**Quoted passage:**
· · ·
For a related, more comprehensive, exploratory analysis of attrition, see Hübner et al. (84).
The aim of the present study was to assess the effects of psychedelics on mental well-being in an opportunity sample, using a broad range of measures. Results supported our main prior hypothesis that psychedelic experiences lead to broad increases in well-being in those that have a prior intention to use a psychedelic compound, and well-being scores remained elevated 2 years after the experience.
Scores on both identified factors Being Well and Staying Well were significantly increased post-psychedelic use. These factors can be seen as reflecting: (1) a current state of being well, e.g., higher trait optimism, positive affect, and self-esteem; and (2) a more prospective staying well factor, which covers attributes such as resilience, psychological flexibility, and mindfulness—three constructs that are found to be inter-related and contribute to positive mental health (13, 68, 69, 85). In line with this, the current study found these phenomena changing together after a psychedelic experience.
These findings lend support to the view that psychedelics have a general positive effect on well-being; promoting psychological wellness and resilience in the medium to long-term. Considering the current magnitude of the burden of mental illness, its increasing prevalence, and the growing costs of healthcare associated with mental illness, promotion and longer-term protection of well-being (“staying well”) is considered a priority area and could yield personal, social, and economical benefits (5, 9). Since the data for the current study were collected in a naturalistic and observational manner, they have good ecological validity, bearing relevance to the apparently increasing prevalence of use of psychedelics in the west (86)—a trend that seems likely to continue. The finding that scores on the Staying Well factor were increased at all three follow-up time points, also hints at psychedelics' prophylactic potential (40), bearing relevance to a current rethinking in mental healthcare toward proactive (preventive), rather than reactive interventions (10, 11).
Mindfulness-based and positive psychology approaches are presently being explored as an early intervention strategy, with apparent success in improving well-being by promoting affect tolerance and resilience (i.e., the ability to bounce back or recover from stress) through accepting and by decreasing maladaptive coping strategies, such as experiential avoidance, in response to stress (13, 87–90). Here, an interesting parallel can be seen, i.e., between the improvement of mindfulness capacities—in clinical as well as non-clinical samples—through meditation and therapeutic interventions, and through psychedelic experiences, as current findings and previous studies show (36–38, 91, 92). Furthermore, acute exposure to psychedelics may be followed by a stage of increased psychological acceptance, offering a window of opportunity for psychotherapeutic gains (92). “Third wave” psychotherapies, such as Acceptance and Commitment Therapy (ACT), may be particularly relevant here (93, 94). Hence, rather than looking at behavioural interventions and the application of psychedelics as separate pathways of achieving a similar goal, it is suggested that they may be harmonised (95–97). Traditional methods for training mindfulness skills may be complemented directly or indirectly via psychedelic use or therapy, aiming to protect well-being.
· · ·
[Image-grounded pointing data]
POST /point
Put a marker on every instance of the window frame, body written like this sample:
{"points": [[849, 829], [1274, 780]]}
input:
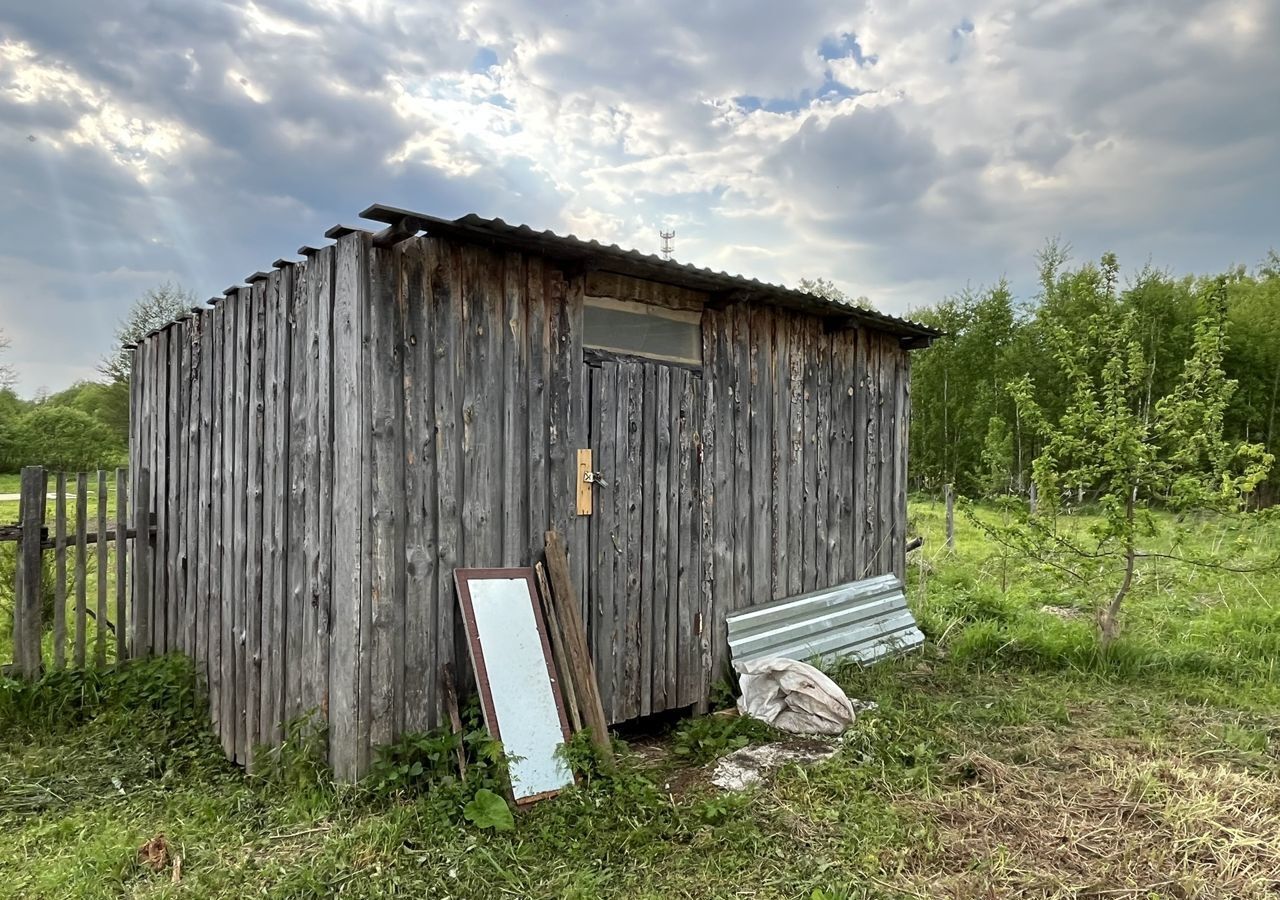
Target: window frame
{"points": [[636, 307]]}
· · ·
**Work task:** Quote the passage on psychedelics and well-being word for word, from "For a related, more" up to and including "after the experience.".

**Solution for this problem:**
For a related, more comprehensive, exploratory analysis of attrition, see Hübner et al. (84).
The aim of the present study was to assess the effects of psychedelics on mental well-being in an opportunity sample, using a broad range of measures. Results supported our main prior hypothesis that psychedelic experiences lead to broad increases in well-being in those that have a prior intention to use a psychedelic compound, and well-being scores remained elevated 2 years after the experience.